**What is asked:** Render everything from the line containing "point: the blue face mask in this photo" down to the end of the records as a Markdown table with the columns Row and Text. Give each line its own numbered row and leave out blank lines.

**Task input:**
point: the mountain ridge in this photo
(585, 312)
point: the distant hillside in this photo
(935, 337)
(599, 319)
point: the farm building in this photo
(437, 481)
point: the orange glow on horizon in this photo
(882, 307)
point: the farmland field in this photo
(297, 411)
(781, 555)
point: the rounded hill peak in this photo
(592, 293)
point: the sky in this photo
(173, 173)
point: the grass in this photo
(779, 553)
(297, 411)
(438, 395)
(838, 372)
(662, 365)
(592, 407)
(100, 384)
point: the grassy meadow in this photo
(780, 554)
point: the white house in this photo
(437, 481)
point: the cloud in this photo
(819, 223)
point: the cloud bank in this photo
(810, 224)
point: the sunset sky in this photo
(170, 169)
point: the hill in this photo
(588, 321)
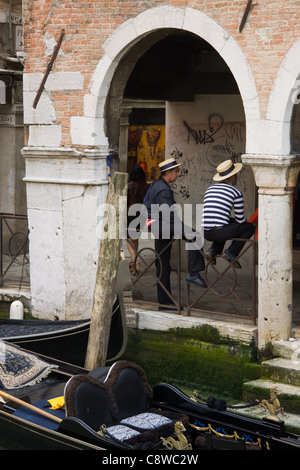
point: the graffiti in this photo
(202, 136)
(296, 93)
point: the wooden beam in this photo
(245, 15)
(49, 67)
(108, 262)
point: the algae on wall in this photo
(195, 358)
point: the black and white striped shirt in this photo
(219, 199)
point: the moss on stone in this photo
(196, 358)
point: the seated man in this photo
(219, 200)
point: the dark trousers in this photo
(233, 230)
(195, 264)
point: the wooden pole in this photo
(108, 262)
(30, 407)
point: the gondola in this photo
(65, 340)
(114, 409)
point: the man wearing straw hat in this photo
(164, 222)
(219, 226)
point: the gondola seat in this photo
(119, 407)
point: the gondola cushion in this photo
(146, 421)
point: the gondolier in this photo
(219, 226)
(165, 224)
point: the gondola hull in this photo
(65, 340)
(24, 429)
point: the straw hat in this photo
(227, 169)
(169, 164)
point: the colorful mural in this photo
(146, 146)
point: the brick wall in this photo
(270, 31)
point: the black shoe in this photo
(172, 307)
(211, 256)
(198, 280)
(232, 259)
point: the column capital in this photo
(274, 174)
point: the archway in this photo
(136, 35)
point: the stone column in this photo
(123, 141)
(65, 189)
(275, 177)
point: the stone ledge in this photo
(163, 321)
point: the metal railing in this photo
(14, 253)
(222, 282)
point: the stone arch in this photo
(135, 30)
(284, 96)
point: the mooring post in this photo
(107, 268)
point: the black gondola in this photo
(65, 340)
(114, 408)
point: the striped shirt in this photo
(219, 199)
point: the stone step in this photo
(288, 349)
(282, 370)
(289, 395)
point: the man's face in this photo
(172, 175)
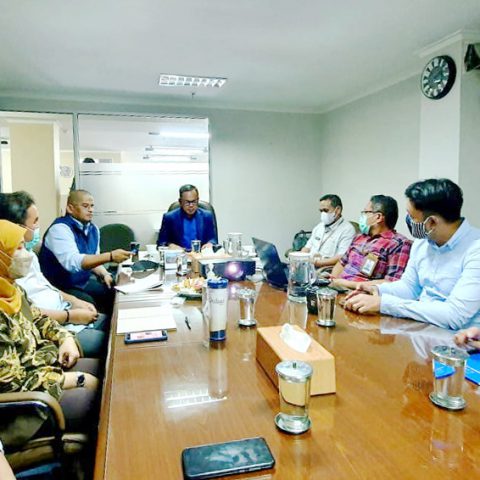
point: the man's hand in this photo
(470, 336)
(78, 303)
(363, 287)
(363, 303)
(120, 255)
(108, 279)
(82, 316)
(68, 353)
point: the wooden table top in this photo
(160, 398)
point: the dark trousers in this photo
(97, 293)
(80, 405)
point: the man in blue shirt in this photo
(441, 282)
(70, 254)
(187, 223)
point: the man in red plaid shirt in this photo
(379, 253)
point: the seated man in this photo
(441, 282)
(379, 253)
(74, 314)
(187, 223)
(70, 253)
(332, 236)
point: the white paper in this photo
(140, 284)
(299, 341)
(146, 318)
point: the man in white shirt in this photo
(441, 282)
(332, 236)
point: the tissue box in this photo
(271, 349)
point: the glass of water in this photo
(247, 298)
(448, 364)
(326, 307)
(294, 388)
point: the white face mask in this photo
(21, 263)
(327, 217)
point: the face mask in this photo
(417, 229)
(327, 217)
(363, 225)
(20, 266)
(34, 241)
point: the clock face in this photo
(438, 77)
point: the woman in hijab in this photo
(35, 351)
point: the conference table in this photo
(160, 398)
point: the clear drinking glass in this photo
(233, 245)
(196, 246)
(448, 364)
(300, 275)
(247, 298)
(294, 388)
(326, 306)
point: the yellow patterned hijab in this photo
(11, 235)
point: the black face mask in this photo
(417, 229)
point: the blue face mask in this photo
(34, 241)
(363, 225)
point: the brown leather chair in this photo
(204, 206)
(32, 429)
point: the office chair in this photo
(32, 428)
(115, 235)
(204, 206)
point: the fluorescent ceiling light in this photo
(166, 151)
(172, 80)
(194, 135)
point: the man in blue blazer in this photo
(187, 223)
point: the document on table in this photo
(140, 284)
(146, 318)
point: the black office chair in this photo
(204, 206)
(53, 451)
(115, 235)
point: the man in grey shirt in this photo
(332, 236)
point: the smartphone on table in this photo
(230, 458)
(149, 336)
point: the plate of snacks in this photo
(189, 288)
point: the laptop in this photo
(276, 271)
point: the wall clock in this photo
(438, 77)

**Solution to this task:**
| Row | Text |
|---|---|
| 1 | point: the blue face mask in this photo |
| 2 | (34, 241) |
| 3 | (363, 225) |
| 4 | point: the brown leather chair in this photo |
| 5 | (204, 206) |
| 6 | (32, 429) |
| 7 | point: the office chair in this photo |
| 8 | (32, 428) |
| 9 | (115, 235) |
| 10 | (204, 206) |
| 11 | point: the fluorescent ceiling light in this photo |
| 12 | (166, 151) |
| 13 | (172, 80) |
| 14 | (194, 135) |
| 15 | point: the man in blue blazer in this photo |
| 16 | (187, 223) |
| 17 | point: the document on table in this photo |
| 18 | (140, 284) |
| 19 | (146, 318) |
| 20 | point: the black office chair in this photo |
| 21 | (204, 206) |
| 22 | (53, 451) |
| 23 | (115, 235) |
| 24 | point: the man in grey shirt in this photo |
| 25 | (332, 236) |
| 26 | point: the smartphone on table in this photo |
| 27 | (230, 458) |
| 28 | (149, 336) |
| 29 | point: the plate of snacks in this photo |
| 30 | (189, 288) |
| 31 | point: the laptop in this photo |
| 32 | (276, 271) |
| 33 | point: the wall clock in this photo |
| 34 | (438, 77) |